Exercise: Could you return each of the records below word for word, leaving every line unchanged?

Task inputs:
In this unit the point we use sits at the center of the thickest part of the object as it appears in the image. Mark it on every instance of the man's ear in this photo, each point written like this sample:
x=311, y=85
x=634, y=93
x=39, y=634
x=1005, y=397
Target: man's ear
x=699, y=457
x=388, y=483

Worked solution:
In this unit the point we use sits at the center of the thickest part of the object as it appears in the image. Mark it on every instance of the man's ear in this photo, each point written like this sample:
x=311, y=85
x=634, y=93
x=39, y=634
x=1005, y=397
Target: man's ear
x=699, y=457
x=388, y=483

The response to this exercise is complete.